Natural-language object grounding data

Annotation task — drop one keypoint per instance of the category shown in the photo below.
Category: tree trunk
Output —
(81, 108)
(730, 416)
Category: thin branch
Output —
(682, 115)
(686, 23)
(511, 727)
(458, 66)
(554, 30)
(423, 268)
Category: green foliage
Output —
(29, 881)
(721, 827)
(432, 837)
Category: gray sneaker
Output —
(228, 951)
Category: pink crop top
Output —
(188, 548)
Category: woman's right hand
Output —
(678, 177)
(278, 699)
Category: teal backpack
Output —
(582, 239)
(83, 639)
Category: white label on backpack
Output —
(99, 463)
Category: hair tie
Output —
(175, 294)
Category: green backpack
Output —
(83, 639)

Task brief. Copy out each line of the data that holds the string "green".

Response area.
Category: green foliage
Category: green backpack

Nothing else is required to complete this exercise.